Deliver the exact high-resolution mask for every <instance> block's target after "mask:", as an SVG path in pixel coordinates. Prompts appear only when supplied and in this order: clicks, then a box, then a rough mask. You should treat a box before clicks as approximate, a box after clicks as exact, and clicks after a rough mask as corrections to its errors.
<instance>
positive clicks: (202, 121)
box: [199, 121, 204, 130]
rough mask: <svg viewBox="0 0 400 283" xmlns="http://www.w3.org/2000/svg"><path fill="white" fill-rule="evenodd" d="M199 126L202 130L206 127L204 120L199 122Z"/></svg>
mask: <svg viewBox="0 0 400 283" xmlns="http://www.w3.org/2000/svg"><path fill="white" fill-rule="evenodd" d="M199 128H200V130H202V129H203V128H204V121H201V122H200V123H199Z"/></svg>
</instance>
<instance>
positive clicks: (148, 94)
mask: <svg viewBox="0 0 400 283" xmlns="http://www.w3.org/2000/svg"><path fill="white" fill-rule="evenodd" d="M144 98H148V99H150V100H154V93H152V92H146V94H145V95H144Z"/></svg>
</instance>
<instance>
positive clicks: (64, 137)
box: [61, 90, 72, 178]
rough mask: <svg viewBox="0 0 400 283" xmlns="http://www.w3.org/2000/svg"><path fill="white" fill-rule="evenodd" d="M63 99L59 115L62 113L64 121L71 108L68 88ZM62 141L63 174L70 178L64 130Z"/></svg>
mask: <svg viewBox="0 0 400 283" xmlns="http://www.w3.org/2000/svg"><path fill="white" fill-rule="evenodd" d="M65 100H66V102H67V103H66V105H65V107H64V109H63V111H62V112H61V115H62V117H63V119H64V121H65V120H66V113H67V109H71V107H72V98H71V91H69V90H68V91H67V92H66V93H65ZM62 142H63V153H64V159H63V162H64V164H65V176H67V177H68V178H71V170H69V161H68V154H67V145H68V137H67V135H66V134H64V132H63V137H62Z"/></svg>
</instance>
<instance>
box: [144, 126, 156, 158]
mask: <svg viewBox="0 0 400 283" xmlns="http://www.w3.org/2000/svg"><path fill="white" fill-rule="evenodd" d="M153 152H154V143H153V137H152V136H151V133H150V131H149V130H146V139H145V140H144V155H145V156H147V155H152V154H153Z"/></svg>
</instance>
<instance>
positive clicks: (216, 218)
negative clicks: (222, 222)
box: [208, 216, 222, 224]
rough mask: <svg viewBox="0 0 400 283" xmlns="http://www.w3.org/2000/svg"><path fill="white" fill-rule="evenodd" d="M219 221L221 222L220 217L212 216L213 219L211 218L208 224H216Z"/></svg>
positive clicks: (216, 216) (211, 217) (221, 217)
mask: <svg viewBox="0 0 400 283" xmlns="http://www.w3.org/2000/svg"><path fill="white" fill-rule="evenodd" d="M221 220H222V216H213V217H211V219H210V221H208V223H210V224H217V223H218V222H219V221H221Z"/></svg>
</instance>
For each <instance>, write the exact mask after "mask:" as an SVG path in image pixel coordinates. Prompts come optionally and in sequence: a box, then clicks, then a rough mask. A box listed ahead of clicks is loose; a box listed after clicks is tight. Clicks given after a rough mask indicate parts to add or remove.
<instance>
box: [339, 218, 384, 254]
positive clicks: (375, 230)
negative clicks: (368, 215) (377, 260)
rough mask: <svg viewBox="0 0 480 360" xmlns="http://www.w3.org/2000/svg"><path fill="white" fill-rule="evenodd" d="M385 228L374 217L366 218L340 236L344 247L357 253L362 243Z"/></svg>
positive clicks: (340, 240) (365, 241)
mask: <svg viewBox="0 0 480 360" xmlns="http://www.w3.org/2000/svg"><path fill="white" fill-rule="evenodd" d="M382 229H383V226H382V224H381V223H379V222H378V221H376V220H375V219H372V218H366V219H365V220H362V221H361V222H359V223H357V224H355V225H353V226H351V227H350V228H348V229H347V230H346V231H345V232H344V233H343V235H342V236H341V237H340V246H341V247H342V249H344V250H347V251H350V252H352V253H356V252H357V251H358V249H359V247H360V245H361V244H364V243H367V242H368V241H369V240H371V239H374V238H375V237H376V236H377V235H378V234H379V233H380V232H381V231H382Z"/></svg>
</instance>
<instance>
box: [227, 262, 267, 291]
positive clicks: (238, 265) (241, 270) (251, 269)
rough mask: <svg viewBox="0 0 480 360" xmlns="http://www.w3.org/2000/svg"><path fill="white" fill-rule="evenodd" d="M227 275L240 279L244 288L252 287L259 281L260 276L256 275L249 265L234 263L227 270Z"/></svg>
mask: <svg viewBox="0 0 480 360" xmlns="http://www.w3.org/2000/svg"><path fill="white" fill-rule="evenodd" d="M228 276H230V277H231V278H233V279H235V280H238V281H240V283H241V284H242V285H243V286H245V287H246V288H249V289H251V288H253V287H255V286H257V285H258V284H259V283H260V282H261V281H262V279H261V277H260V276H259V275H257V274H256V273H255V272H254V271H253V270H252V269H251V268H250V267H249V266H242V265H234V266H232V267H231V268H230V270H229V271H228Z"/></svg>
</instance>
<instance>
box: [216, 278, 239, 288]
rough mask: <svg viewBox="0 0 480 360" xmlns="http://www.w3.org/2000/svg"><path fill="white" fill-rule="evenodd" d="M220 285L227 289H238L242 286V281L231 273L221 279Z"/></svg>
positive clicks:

============

• Task statement: Edit all the items above by replacing every instance of "rough mask" with "coarse mask", and leave everything else unchanged.

• Solution below:
Deliver the exact high-resolution mask for every <instance> block's target after "mask:", as an SVG path in pixel coordinates. Prompts appear only when supplied and in this order: clicks, then a box, then a coarse mask. You should treat a box before clicks as approximate, a box after clicks as exact, and clicks after a coarse mask as corrections to its errors.
<instance>
positive clicks: (202, 121)
box: [199, 121, 204, 130]
coarse mask: <svg viewBox="0 0 400 283" xmlns="http://www.w3.org/2000/svg"><path fill="white" fill-rule="evenodd" d="M199 126L202 130L206 127L204 120L199 122Z"/></svg>
mask: <svg viewBox="0 0 400 283" xmlns="http://www.w3.org/2000/svg"><path fill="white" fill-rule="evenodd" d="M199 128H200V130H202V129H203V128H204V121H201V122H200V123H199Z"/></svg>
</instance>
<instance>
positive clicks: (148, 94)
mask: <svg viewBox="0 0 400 283" xmlns="http://www.w3.org/2000/svg"><path fill="white" fill-rule="evenodd" d="M144 98H148V99H150V100H154V93H152V92H146V94H145V95H144Z"/></svg>
</instance>
<instance>
positive clicks: (64, 137)
box: [61, 90, 72, 178]
coarse mask: <svg viewBox="0 0 400 283" xmlns="http://www.w3.org/2000/svg"><path fill="white" fill-rule="evenodd" d="M63 99L59 115L62 113L64 121L71 108L68 88ZM62 141L63 174L70 178L64 130Z"/></svg>
mask: <svg viewBox="0 0 400 283" xmlns="http://www.w3.org/2000/svg"><path fill="white" fill-rule="evenodd" d="M65 100H66V102H67V103H66V105H65V107H64V109H63V111H62V112H61V115H62V117H63V119H64V121H65V120H66V113H67V109H71V107H72V98H71V91H69V90H68V91H67V92H66V93H65ZM62 142H63V153H64V159H63V162H64V164H65V176H67V177H68V178H71V170H69V161H68V154H67V145H68V137H67V135H66V134H64V132H63V137H62Z"/></svg>
</instance>
<instance>
box: [144, 126, 156, 158]
mask: <svg viewBox="0 0 400 283" xmlns="http://www.w3.org/2000/svg"><path fill="white" fill-rule="evenodd" d="M153 152H154V143H153V137H152V136H151V133H150V131H149V130H146V139H145V140H144V155H145V156H147V155H152V154H153Z"/></svg>
</instance>
<instance>
positive clicks: (216, 218)
negative clicks: (222, 222)
box: [208, 216, 222, 224]
coarse mask: <svg viewBox="0 0 400 283" xmlns="http://www.w3.org/2000/svg"><path fill="white" fill-rule="evenodd" d="M219 221L221 222L220 217L212 216L213 219L211 218L208 224H216Z"/></svg>
positive clicks: (216, 216) (211, 217) (221, 217)
mask: <svg viewBox="0 0 400 283" xmlns="http://www.w3.org/2000/svg"><path fill="white" fill-rule="evenodd" d="M221 220H222V216H213V217H211V219H210V221H208V223H210V224H217V223H218V222H219V221H221Z"/></svg>
</instance>
For each <instance>, write the exact mask after "mask:" as an SVG path in image pixel coordinates. Prompts come optionally and in sequence: a box, then clicks, then a coarse mask. A box listed ahead of clicks is loose; a box listed after clicks is tight. Clicks given after a coarse mask indicate parts to add or remove.
<instance>
box: [339, 218, 384, 254]
positive clicks: (375, 230)
negative clicks: (368, 215) (377, 260)
coarse mask: <svg viewBox="0 0 480 360" xmlns="http://www.w3.org/2000/svg"><path fill="white" fill-rule="evenodd" d="M385 228L374 217L366 218L340 236L344 247L357 253L362 243Z"/></svg>
positive clicks: (340, 240) (365, 241)
mask: <svg viewBox="0 0 480 360" xmlns="http://www.w3.org/2000/svg"><path fill="white" fill-rule="evenodd" d="M382 229H383V226H382V224H381V223H379V222H378V221H376V220H375V219H372V218H366V219H365V220H362V221H361V222H359V223H357V224H355V225H353V226H351V227H350V228H348V229H347V230H346V231H345V232H344V233H343V235H342V236H341V237H340V246H341V247H342V249H344V250H347V251H350V252H352V253H356V252H357V251H358V249H359V247H360V245H361V244H364V243H367V242H368V241H369V240H371V239H374V238H375V237H376V236H377V235H378V234H379V233H380V232H381V231H382Z"/></svg>
</instance>
<instance>
box: [227, 262, 267, 291]
positive clicks: (238, 265) (241, 270) (251, 269)
coarse mask: <svg viewBox="0 0 480 360" xmlns="http://www.w3.org/2000/svg"><path fill="white" fill-rule="evenodd" d="M227 275L240 279L244 288L252 287L259 281L260 276L256 275L249 265L234 263L227 270Z"/></svg>
mask: <svg viewBox="0 0 480 360" xmlns="http://www.w3.org/2000/svg"><path fill="white" fill-rule="evenodd" d="M228 276H230V277H231V278H233V279H235V280H238V281H240V283H241V284H242V285H243V286H245V287H246V288H249V289H251V288H253V287H255V286H257V285H258V284H259V283H260V282H261V281H262V279H261V277H260V276H259V275H257V274H256V273H255V272H254V271H253V270H252V269H251V268H250V267H249V266H242V265H234V266H232V267H231V268H230V270H229V271H228Z"/></svg>
</instance>
<instance>
box: [216, 278, 239, 288]
coarse mask: <svg viewBox="0 0 480 360" xmlns="http://www.w3.org/2000/svg"><path fill="white" fill-rule="evenodd" d="M220 285L227 289H238L242 286V281L231 273L221 279Z"/></svg>
positive clicks:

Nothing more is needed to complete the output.